* **Exercise**:
Copy out every line of the listing below that contains the string "tall". Matching is case-sensitive.

* **Data listing**:
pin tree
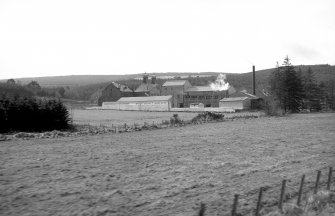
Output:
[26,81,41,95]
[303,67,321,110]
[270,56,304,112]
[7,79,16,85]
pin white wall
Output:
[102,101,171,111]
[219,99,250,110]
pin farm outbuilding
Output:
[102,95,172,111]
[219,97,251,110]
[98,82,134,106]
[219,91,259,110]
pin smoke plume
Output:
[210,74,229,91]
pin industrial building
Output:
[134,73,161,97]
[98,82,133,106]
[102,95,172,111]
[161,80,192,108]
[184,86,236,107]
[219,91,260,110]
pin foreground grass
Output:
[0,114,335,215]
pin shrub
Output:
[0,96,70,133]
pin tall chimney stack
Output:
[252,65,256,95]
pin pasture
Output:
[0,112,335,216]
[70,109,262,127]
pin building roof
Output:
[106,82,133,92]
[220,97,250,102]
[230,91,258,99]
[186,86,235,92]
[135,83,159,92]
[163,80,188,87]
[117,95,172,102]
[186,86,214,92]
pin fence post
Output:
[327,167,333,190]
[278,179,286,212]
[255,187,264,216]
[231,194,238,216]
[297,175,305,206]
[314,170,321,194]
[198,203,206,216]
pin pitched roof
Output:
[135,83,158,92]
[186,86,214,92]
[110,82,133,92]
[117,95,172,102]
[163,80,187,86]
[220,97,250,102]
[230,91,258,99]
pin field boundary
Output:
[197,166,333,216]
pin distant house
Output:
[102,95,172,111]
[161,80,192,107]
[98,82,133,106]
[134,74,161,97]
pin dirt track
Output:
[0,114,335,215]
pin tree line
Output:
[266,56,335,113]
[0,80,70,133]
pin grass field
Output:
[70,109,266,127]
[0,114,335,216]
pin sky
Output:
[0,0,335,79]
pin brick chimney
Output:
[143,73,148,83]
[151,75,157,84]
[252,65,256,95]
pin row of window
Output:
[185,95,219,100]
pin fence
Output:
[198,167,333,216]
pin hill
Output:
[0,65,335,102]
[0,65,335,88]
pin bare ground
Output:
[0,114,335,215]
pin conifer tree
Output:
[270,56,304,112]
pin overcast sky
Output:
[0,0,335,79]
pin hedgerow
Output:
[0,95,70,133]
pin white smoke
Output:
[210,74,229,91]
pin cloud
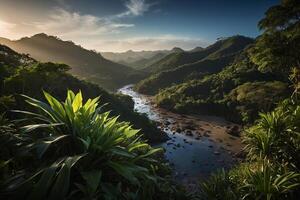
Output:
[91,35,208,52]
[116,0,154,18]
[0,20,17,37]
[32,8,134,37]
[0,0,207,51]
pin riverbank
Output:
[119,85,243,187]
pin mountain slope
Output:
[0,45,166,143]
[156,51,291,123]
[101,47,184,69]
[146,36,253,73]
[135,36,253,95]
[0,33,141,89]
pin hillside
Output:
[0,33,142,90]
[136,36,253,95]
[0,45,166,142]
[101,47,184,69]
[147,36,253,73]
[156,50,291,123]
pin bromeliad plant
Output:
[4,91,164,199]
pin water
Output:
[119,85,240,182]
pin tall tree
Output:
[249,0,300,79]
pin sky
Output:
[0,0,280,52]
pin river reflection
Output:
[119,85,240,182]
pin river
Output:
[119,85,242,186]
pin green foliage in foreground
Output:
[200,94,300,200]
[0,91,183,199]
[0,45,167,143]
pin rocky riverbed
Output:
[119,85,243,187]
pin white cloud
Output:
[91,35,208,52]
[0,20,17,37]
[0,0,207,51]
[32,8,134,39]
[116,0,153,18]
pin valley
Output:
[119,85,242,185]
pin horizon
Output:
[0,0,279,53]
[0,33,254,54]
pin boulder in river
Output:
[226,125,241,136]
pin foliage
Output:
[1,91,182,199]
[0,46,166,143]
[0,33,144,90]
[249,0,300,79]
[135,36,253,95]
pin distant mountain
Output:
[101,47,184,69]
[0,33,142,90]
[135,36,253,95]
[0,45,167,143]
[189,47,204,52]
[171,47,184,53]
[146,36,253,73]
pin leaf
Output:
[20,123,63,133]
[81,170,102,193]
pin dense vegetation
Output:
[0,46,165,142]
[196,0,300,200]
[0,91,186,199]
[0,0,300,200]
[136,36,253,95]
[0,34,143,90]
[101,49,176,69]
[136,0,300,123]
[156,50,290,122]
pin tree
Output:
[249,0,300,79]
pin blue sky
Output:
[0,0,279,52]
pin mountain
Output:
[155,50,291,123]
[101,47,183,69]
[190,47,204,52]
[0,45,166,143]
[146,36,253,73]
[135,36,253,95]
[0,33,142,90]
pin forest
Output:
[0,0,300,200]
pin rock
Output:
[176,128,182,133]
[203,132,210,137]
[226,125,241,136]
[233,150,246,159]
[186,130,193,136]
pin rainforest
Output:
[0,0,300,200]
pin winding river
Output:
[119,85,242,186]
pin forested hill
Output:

* **Reply to the task**:
pin tall chimney stack
pin tall tree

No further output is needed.